Records:
========================

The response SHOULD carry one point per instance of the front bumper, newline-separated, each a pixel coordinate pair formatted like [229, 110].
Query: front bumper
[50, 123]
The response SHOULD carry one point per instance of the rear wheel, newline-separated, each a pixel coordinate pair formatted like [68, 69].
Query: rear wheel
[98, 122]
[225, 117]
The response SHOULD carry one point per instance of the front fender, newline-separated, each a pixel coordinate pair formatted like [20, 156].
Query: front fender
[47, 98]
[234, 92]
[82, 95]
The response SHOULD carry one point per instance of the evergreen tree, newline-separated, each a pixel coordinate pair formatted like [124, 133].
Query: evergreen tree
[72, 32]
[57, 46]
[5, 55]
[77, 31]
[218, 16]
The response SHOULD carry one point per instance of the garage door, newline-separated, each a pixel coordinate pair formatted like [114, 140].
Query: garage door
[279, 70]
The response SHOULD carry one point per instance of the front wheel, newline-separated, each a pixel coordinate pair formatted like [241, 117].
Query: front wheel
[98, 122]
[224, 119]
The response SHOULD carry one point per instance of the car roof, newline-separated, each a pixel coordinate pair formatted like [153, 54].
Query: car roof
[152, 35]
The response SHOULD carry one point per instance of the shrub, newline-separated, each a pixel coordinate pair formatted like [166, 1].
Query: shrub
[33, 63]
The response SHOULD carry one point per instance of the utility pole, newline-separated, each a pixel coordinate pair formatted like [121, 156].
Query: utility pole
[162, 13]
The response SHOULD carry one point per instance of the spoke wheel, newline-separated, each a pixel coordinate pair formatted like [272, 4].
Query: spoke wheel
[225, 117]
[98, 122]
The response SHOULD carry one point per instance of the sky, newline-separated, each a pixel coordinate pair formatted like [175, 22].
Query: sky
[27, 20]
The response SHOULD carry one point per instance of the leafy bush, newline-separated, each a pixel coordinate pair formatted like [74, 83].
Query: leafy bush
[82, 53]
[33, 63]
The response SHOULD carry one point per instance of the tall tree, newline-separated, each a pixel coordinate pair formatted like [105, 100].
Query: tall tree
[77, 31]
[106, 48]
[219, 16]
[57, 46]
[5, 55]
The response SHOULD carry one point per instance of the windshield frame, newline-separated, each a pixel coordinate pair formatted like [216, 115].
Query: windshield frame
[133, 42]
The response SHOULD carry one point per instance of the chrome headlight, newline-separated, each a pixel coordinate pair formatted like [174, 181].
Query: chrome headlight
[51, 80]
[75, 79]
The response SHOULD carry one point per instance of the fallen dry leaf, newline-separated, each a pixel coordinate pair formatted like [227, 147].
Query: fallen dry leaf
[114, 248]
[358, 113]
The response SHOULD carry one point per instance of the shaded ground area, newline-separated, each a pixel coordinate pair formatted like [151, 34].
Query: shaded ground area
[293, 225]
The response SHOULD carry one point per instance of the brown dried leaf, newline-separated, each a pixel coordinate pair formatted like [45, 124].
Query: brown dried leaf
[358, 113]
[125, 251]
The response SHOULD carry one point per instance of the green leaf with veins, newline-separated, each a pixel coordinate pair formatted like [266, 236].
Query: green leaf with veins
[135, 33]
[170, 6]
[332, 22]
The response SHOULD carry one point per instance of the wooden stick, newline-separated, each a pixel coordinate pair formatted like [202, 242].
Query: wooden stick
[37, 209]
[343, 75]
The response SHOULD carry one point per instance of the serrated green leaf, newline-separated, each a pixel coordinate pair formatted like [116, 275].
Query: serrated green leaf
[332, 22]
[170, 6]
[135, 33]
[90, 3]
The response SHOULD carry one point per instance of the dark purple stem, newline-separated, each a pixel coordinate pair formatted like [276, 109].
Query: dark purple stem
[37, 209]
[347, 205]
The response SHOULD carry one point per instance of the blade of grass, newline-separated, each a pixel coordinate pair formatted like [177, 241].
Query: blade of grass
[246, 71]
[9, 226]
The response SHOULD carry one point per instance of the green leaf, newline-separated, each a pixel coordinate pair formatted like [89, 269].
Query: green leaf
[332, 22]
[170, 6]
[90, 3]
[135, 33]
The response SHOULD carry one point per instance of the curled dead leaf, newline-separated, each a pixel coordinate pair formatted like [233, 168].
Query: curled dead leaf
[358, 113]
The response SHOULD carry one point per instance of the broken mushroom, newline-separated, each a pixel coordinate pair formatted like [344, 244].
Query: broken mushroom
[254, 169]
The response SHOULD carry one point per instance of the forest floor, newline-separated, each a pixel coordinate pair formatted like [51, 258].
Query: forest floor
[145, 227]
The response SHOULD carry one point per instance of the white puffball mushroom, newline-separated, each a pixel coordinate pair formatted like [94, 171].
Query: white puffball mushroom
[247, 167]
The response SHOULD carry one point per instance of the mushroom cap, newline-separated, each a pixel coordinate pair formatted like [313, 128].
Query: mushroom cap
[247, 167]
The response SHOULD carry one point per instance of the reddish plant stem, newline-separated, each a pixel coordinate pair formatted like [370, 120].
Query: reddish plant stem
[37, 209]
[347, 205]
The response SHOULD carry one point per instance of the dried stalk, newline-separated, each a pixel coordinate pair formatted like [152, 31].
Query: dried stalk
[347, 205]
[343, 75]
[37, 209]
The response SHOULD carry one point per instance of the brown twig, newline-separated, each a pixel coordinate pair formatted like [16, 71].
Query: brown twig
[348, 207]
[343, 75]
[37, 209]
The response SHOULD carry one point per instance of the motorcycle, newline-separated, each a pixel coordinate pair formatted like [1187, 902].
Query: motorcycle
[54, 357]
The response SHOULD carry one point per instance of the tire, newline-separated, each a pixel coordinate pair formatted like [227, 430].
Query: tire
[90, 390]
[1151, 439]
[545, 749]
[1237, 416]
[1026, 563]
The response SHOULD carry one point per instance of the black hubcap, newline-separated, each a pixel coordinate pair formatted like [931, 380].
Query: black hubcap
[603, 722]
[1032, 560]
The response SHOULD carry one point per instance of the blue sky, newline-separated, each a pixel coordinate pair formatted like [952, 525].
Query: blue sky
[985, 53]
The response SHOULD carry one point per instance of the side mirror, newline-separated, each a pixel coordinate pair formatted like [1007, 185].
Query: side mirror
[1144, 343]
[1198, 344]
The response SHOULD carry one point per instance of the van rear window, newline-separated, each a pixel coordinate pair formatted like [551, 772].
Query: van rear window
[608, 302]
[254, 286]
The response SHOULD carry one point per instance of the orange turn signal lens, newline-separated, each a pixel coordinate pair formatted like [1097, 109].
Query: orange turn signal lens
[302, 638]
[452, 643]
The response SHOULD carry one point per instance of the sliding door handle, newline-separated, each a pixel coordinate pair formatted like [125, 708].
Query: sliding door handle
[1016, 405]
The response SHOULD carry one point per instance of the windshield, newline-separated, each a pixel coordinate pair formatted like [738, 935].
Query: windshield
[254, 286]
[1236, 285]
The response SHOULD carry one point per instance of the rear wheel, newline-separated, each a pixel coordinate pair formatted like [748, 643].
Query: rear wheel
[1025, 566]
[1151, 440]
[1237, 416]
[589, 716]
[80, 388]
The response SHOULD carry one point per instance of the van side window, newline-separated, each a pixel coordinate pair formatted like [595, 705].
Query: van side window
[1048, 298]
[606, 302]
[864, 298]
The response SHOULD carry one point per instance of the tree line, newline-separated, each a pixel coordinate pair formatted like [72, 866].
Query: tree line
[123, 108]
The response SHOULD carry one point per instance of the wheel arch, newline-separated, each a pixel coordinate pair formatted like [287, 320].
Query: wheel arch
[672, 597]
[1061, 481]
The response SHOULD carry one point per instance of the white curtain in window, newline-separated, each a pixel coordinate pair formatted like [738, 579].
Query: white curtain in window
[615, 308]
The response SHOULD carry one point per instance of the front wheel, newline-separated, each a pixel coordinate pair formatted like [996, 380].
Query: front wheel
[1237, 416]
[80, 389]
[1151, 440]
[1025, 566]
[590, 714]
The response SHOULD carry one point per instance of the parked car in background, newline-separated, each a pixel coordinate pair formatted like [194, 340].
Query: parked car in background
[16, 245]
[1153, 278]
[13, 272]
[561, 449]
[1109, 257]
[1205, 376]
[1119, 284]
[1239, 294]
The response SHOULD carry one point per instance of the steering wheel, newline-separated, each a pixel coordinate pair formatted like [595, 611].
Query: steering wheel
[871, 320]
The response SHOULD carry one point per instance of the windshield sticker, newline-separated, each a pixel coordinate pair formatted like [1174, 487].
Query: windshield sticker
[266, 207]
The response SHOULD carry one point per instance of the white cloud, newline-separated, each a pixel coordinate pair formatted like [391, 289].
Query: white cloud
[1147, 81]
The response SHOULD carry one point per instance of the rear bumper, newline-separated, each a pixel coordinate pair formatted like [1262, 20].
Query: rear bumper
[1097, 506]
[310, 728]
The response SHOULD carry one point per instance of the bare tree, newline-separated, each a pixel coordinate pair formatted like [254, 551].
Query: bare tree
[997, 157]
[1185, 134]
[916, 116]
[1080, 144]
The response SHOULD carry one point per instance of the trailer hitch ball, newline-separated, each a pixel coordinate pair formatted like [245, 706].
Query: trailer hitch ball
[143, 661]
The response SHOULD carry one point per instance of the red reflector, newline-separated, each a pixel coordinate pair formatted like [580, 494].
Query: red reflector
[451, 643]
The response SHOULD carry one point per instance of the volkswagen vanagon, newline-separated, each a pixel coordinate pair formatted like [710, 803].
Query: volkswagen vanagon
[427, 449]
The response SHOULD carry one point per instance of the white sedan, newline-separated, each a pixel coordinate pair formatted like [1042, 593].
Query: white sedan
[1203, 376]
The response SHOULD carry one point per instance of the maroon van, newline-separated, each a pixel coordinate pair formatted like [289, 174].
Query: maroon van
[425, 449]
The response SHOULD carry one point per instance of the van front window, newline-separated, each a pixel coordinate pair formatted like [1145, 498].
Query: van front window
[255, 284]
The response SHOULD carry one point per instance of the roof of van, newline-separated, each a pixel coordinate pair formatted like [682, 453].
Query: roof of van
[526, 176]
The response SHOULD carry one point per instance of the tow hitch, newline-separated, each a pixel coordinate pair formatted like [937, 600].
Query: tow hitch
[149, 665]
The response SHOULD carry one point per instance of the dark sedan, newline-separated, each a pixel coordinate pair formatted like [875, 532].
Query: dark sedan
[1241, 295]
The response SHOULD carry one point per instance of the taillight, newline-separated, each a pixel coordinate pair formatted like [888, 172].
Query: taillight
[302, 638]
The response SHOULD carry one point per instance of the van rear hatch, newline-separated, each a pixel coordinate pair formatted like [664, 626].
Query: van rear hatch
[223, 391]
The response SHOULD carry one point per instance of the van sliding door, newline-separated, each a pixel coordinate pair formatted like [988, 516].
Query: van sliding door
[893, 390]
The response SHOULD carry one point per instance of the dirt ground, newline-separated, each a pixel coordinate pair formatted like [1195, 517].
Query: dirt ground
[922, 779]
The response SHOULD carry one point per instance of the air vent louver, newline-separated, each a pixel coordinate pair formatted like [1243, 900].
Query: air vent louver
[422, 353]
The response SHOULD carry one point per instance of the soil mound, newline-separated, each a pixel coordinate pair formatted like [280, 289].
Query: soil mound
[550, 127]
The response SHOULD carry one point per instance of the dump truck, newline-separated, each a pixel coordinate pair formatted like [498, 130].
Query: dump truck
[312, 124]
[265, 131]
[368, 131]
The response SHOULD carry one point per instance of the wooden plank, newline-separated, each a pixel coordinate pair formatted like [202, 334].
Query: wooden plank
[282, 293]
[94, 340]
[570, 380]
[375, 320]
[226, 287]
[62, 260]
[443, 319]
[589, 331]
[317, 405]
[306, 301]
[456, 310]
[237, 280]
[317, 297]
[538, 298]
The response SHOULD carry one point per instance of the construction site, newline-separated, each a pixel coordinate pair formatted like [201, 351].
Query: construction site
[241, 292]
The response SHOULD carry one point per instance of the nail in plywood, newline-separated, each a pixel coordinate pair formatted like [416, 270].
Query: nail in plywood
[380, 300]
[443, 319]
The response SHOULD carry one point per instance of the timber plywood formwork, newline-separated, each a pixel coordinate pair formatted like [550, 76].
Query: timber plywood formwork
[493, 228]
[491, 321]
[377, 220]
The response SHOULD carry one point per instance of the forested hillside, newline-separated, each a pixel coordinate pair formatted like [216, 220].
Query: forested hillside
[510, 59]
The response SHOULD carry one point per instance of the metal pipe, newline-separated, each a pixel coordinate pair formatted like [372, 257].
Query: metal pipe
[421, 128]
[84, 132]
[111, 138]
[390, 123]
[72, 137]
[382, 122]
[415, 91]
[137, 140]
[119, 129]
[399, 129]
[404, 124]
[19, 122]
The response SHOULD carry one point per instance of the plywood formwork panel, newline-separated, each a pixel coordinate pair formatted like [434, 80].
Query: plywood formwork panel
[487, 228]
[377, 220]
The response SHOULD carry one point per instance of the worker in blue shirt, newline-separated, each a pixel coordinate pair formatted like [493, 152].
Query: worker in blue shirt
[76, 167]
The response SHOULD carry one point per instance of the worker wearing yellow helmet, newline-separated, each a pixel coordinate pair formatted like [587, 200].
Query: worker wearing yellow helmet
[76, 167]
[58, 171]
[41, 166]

========================

▶ **DIRECTIONS**
Only the lines from the one with "The response SHOULD carry one point per instance of the plywood" through the end of the material are wanted; copy them exactly, both ends included.

▶ **ANSWER FOR THE TASK**
The response SHOULD carry one point per instance of the plywood formwork panel, newline-separated, each a pixel coordinate pair formatted like [434, 80].
Query: plywood formwork panel
[487, 228]
[377, 220]
The response SHOULD carry one point per instance of the worker in blue shirt, newline-separated, each a pixel coordinate pair formatted like [493, 152].
Query: worker in blue shirt
[76, 167]
The response SHOULD carry one point per instance of the worker wearing yellow helmet, newline-separated, each a pixel coordinate pair formatted like [587, 200].
Query: worker wearing yellow helmet
[76, 167]
[58, 171]
[41, 166]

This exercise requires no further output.